====== Records shown ======

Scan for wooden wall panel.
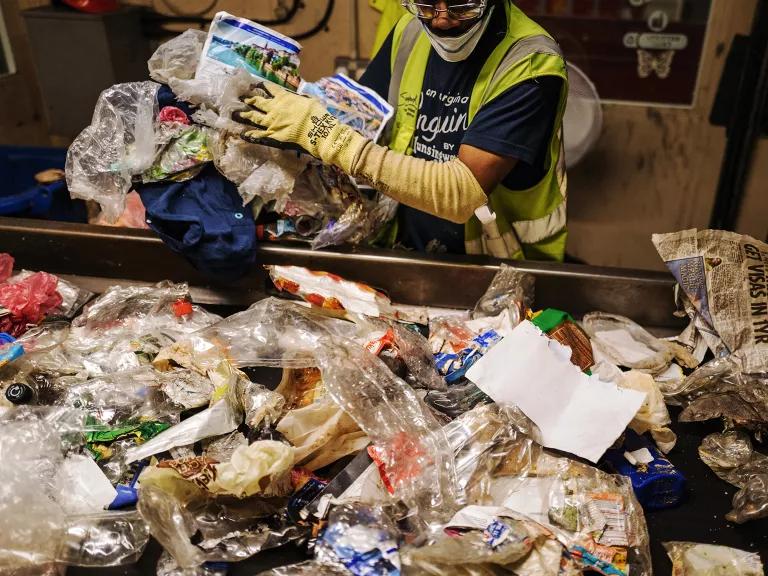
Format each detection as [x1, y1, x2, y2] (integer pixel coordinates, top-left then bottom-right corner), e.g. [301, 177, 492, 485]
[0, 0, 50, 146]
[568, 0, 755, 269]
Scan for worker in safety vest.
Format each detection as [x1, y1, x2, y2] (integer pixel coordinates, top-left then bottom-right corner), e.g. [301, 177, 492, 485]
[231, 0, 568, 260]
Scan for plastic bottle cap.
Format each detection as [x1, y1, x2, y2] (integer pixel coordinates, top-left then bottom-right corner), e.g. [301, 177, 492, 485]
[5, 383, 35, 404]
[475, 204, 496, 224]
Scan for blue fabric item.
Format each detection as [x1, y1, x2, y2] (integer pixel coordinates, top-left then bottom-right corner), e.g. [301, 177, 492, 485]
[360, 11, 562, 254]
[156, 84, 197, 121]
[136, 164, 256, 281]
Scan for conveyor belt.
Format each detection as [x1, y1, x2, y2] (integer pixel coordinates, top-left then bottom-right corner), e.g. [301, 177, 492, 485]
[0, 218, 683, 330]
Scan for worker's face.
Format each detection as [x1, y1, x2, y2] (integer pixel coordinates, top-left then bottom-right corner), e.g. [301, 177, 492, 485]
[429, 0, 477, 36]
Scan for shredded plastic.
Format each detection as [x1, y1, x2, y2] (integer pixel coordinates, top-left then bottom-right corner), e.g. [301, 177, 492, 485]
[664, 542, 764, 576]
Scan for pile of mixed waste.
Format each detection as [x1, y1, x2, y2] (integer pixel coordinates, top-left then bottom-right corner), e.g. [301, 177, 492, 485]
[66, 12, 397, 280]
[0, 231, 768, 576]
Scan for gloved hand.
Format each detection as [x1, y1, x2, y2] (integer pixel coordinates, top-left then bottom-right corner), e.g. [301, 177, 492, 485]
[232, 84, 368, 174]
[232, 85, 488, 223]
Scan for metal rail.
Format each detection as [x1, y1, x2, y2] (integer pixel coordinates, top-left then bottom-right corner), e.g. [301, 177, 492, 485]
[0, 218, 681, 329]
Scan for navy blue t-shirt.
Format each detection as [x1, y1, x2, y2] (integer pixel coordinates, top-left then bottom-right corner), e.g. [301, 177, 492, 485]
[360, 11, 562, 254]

======

Task details :: Put every line from the start of the items above down to and including the line that contains "[429, 0, 477, 36]" into a JSON list of strings, one string per line, with blank lines and the pictures left out.

Answer for the task ::
[
  "Scan for wooden wall panel.",
  "Format each detection as [x1, y1, x2, y2] (integer pixel coordinates, top-left then bottom-right corner), e.g. [301, 177, 492, 485]",
  "[0, 0, 50, 146]",
  "[568, 0, 755, 269]",
  "Scan for worker in safety vest.",
  "Format each detection as [x1, y1, x2, y2] (integer pixel coordinates, top-left then bottom-right corner), e.g. [301, 177, 492, 485]",
  "[231, 0, 568, 260]",
  "Scan for plastic bottle cap.",
  "Format each detection as [x1, y1, x2, y2] (integer pixel coordinates, top-left then bottom-right corner), e.g. [301, 177, 492, 485]",
  "[5, 383, 35, 404]",
  "[475, 204, 496, 224]",
  "Scan for blue fabric item.",
  "Format each detection as [x1, y1, x2, y2] (integer pixel coordinates, top-left then bottom-right corner), e.g. [301, 177, 492, 485]",
  "[360, 11, 562, 254]",
  "[156, 84, 197, 121]",
  "[136, 164, 256, 281]",
  "Scan for conveyor belt.",
  "Format each detection as [x1, y1, x2, y2] (integer pixel coordinates, top-left then bottom-right corner), e.g. [301, 177, 492, 485]",
  "[0, 218, 683, 330]",
  "Scan for worker's face.",
  "Format each detection as [x1, y1, x2, y2] (integer pixel coordinates, top-left then bottom-right corner), e.g. [301, 177, 492, 485]",
  "[429, 0, 477, 36]"
]